__Tarefa proposta__
Com base no acórdão abaixo, responda:
1. Quem é o relator?
2. Que votação obteve a decisão?
3. Ao abrigo de que decreto-lei foi intentada a acção descrita no relatório?

Acórdão do Tribunal da Relação de Coimbra
Processo:
168/09.0TBGVA.C1
Nº Convencional: JTRC
Relator: MOREIRA DO CARMO
Descritores: OBRIGAÇÕES PECUNIÁRIAS
REVELIA
INDEFERIMENTO LIMINAR
MANIFESTA IMPROCEDÊNCIA
Data do Acordão: 02/23/2010
Votação: UNANIMIDADE
Tribunal Recurso: GOUVEIA
Texto Integral: S
Meio Processual: APELAÇÃO
Decisão: CONFIRMADA
Legislação Nacional: ART. 2º DO ANEXO AO DL Nº 269/98 DE 1/9
Sumário: I - Na acção declarativa com processo especial para cumprimento de obrigações pecuniárias emergentes de contratos, nos termos do DL 269/98, de 1.9, o Juiz não pode conferir força executiva à petição inicial, se concluir que a pretensão é manifestamente improcedente em parte.

II - Impõe-se esse juízo conclusivo, quando sobre determinada questão colocada na petição inicial, foi, recentemente, proferido pelo Supremo Tribunal de Justiça, Acórdão Uniformizador, em sentido contrário á pretensão da recorrente e que não se coaduna com a integral procedência dessa pretensão.

Decisão Texto Integral: I – Relatório

1.(…) S.A., sociedade anónima, com sede em ...., intentou a presente acção declarativa especial para cumprimento de obrigações pecuniárias emergentes de contrato, nos termos do Decreto-Lei n.º 269/98, de 1.09, contra B (…) e mulher C (…), residentes (…), em ...., pedindo a sua citação para contestarem sob pena de, não o fazendo, se conferir força executiva à petição.

__Dados registados__
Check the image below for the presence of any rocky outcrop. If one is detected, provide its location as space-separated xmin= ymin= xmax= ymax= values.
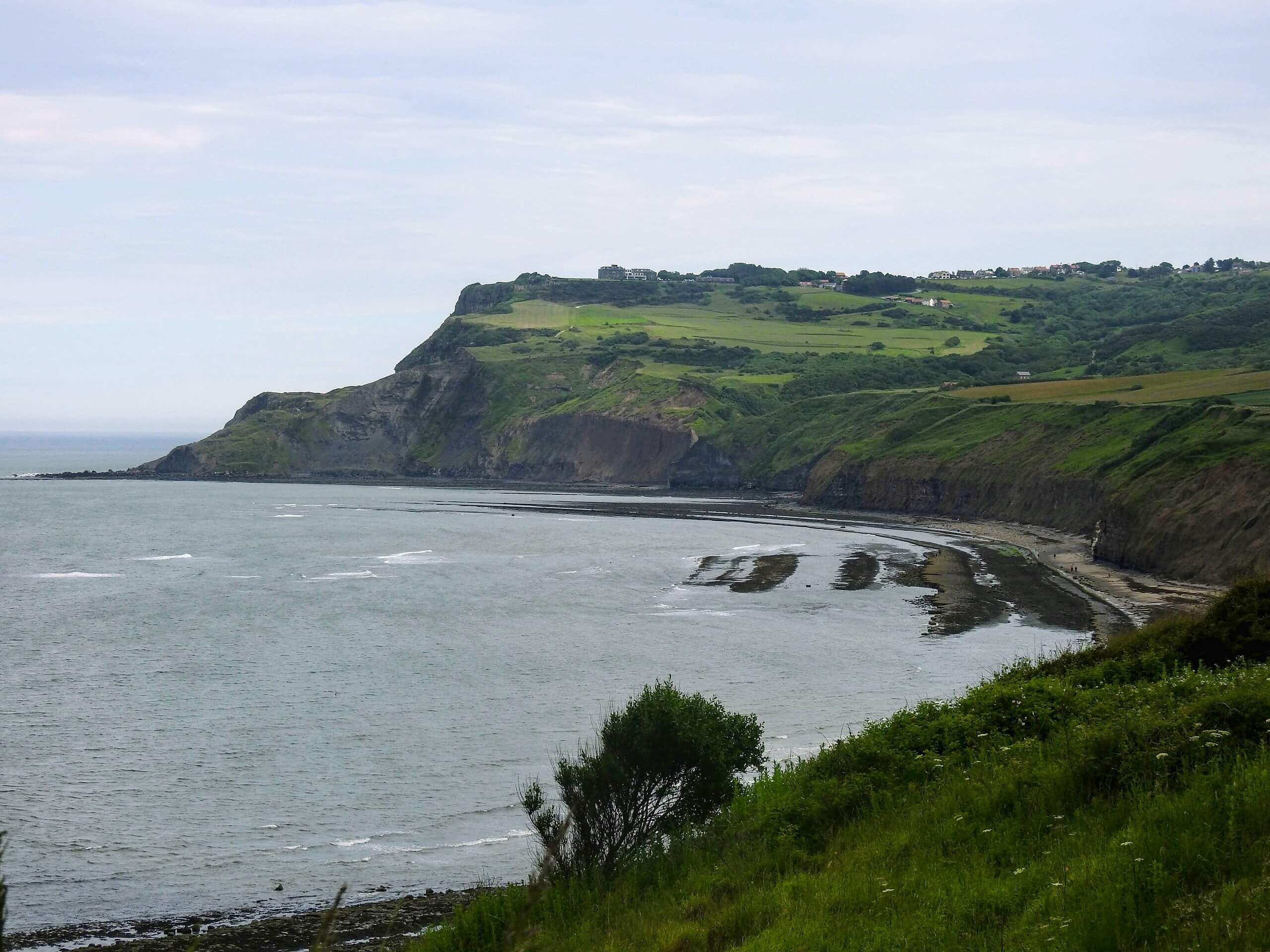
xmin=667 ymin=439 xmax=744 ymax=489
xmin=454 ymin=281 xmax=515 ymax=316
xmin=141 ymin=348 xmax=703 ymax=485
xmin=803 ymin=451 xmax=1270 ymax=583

==

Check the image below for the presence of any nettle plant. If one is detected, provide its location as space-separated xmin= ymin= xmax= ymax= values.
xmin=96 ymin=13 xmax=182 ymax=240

__Resposta completa__
1. Moreira do Carmo.
2. Unanimidade.
3. Decreto-Lei n.º 269/98, de 1.09.